[Referring expression data]
-.-.-
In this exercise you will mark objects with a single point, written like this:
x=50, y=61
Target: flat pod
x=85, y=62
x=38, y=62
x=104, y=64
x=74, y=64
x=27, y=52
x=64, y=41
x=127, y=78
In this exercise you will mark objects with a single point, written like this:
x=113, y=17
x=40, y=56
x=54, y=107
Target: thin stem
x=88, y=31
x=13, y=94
-.-.-
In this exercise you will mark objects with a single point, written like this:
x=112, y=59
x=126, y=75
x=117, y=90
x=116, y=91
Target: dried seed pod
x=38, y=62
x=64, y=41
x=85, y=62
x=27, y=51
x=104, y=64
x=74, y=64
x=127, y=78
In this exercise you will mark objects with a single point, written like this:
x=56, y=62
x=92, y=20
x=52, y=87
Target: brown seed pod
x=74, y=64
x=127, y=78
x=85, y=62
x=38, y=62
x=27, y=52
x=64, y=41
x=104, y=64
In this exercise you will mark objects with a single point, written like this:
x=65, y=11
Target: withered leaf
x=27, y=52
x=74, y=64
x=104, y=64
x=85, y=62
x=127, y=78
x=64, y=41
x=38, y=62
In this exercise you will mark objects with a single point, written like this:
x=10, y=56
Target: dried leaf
-.-.-
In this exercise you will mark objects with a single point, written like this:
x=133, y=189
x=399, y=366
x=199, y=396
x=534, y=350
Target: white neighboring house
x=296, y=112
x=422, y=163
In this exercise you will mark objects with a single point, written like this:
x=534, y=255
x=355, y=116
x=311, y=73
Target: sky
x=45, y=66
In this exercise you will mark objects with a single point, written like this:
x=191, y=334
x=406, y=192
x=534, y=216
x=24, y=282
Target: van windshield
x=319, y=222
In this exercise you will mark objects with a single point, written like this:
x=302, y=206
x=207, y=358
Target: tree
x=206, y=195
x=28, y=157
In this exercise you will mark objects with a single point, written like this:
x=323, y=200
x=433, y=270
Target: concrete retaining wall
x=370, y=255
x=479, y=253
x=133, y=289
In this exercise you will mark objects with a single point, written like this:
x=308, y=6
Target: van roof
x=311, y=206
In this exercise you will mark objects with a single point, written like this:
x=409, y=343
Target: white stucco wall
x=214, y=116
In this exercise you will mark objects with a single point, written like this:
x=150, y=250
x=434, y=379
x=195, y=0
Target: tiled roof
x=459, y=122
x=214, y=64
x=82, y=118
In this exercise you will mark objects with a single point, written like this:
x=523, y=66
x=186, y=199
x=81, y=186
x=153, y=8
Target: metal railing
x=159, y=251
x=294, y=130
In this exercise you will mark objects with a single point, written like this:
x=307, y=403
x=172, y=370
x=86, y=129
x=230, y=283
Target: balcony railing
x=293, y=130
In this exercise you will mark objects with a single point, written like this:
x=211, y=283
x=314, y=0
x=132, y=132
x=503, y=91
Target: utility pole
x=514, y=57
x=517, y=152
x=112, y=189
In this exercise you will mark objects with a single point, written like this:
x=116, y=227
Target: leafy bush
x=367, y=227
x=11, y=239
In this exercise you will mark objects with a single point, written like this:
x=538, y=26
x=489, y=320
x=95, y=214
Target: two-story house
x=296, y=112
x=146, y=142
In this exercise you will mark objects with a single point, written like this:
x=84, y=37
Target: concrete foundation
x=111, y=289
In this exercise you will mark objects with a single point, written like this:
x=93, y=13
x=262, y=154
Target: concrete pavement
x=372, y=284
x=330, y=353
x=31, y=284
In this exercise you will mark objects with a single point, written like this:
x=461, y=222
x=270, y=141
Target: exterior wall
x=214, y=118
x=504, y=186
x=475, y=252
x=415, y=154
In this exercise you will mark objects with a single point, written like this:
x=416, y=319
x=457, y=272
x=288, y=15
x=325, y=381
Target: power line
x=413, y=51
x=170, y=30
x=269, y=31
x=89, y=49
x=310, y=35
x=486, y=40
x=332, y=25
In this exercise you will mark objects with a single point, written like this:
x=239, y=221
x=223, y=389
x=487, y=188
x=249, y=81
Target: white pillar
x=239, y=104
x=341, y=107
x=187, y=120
-.-.-
* **TASK OBJECTIVE**
Look above for the line with "x=126, y=75" and the line with "Target: dried leaf". Write out those two lines and all the lines between them, exactly, and no others.

* **OUTPUT OF THE TASK**
x=126, y=75
x=117, y=90
x=116, y=91
Target: dried seed pod
x=38, y=62
x=64, y=41
x=85, y=62
x=27, y=51
x=104, y=64
x=74, y=64
x=127, y=78
In this exercise you will mark objects with a single point, written like this:
x=56, y=62
x=92, y=20
x=52, y=87
Target: brown seed pod
x=74, y=64
x=127, y=78
x=85, y=62
x=38, y=62
x=27, y=52
x=64, y=41
x=104, y=64
In this exercise you will mark objects with a single point, written like this:
x=65, y=11
Target: withered leaf
x=27, y=52
x=74, y=64
x=104, y=64
x=85, y=62
x=127, y=78
x=64, y=41
x=38, y=62
In this exercise you will mark objects with a single point, written like this:
x=10, y=56
Target: dried leaf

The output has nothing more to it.